Recast the items below as a Markdown table with the columns No. and Text, numbering each line and skipping blank ones. Leave the pictures out of the table.
■ ■ ■ ■ ■ ■ ■
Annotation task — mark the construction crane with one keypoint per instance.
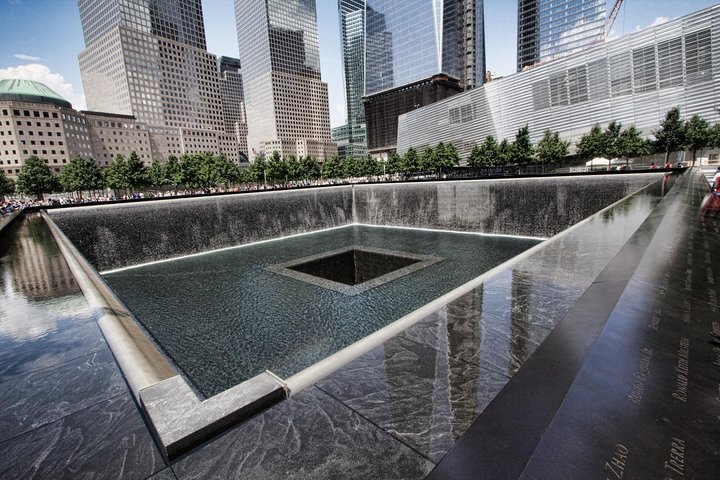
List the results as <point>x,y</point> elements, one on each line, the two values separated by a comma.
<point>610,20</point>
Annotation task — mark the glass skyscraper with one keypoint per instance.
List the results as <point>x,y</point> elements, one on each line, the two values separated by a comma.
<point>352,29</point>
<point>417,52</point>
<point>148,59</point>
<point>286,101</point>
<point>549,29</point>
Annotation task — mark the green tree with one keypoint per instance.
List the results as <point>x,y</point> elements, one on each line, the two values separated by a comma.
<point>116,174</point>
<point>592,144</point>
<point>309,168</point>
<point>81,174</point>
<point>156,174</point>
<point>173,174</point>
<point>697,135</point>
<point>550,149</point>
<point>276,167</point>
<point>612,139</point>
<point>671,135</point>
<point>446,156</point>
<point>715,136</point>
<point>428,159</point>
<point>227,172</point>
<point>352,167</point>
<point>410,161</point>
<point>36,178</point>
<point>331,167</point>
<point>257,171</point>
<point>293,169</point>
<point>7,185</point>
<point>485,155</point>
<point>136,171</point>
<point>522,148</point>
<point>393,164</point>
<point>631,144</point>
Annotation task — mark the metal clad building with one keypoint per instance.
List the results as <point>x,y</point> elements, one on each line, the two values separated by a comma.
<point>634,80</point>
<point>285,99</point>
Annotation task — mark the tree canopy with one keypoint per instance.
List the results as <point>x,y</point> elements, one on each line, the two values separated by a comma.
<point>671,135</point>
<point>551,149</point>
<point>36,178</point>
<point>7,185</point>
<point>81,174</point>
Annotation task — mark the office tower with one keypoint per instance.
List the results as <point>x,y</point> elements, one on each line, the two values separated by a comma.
■ ■ ■ ■ ■ ■ ■
> **CORRECT RESULT**:
| No. | Text |
|---|---|
| 1 | Annotation task — mark the construction crane with one keypoint per instance. |
| 2 | List the results as <point>x,y</point> elements, one on each line, the two values separated by a comma. |
| 3 | <point>610,20</point> |
| 4 | Annotation task — mark the glass skyscraper with one keypoint per instance. |
| 5 | List the results as <point>x,y</point> elements, one on each line, the two values separated by a comma. |
| 6 | <point>352,29</point> |
| 7 | <point>417,52</point> |
| 8 | <point>148,59</point> |
| 9 | <point>286,101</point> |
| 10 | <point>549,29</point> |
| 11 | Annotation task — mark the green tree with one keypoint per instance. |
| 12 | List the results as <point>x,y</point> elements, one on each line, the two values separated by a comma. |
| 13 | <point>116,174</point> |
| 14 | <point>592,144</point> |
| 15 | <point>309,168</point> |
| 16 | <point>81,174</point> |
| 17 | <point>156,174</point> |
| 18 | <point>173,174</point> |
| 19 | <point>697,135</point> |
| 20 | <point>550,149</point> |
| 21 | <point>276,167</point> |
| 22 | <point>612,139</point> |
| 23 | <point>671,135</point> |
| 24 | <point>446,156</point> |
| 25 | <point>715,136</point> |
| 26 | <point>428,159</point> |
| 27 | <point>227,172</point> |
| 28 | <point>352,167</point> |
| 29 | <point>410,161</point> |
| 30 | <point>36,178</point> |
| 31 | <point>331,167</point> |
| 32 | <point>257,171</point> |
| 33 | <point>293,169</point> |
| 34 | <point>7,185</point> |
| 35 | <point>485,155</point> |
| 36 | <point>136,171</point> |
| 37 | <point>522,148</point> |
| 38 | <point>393,164</point> |
| 39 | <point>631,144</point> |
| 40 | Annotation task — mark the metal clad building with one keypoint per instance. |
| 41 | List the results as <point>x,y</point> elements, one on each line, the two values separated by a comma. |
| 42 | <point>634,80</point> |
| 43 | <point>285,99</point> |
| 44 | Annotation task — mark the tree canopy with one keypoint per instance. |
| 45 | List the results as <point>x,y</point> elements, one on each line, the two values separated by a comma. |
| 46 | <point>671,135</point> |
| 47 | <point>551,149</point> |
| 48 | <point>36,178</point> |
| 49 | <point>7,185</point> |
| 50 | <point>81,174</point> |
| 51 | Annotation task — mark the office tower with one keypoint per instance. |
| 52 | List the results as <point>x,y</point> elements, one on each line, the two values separated by a comma. |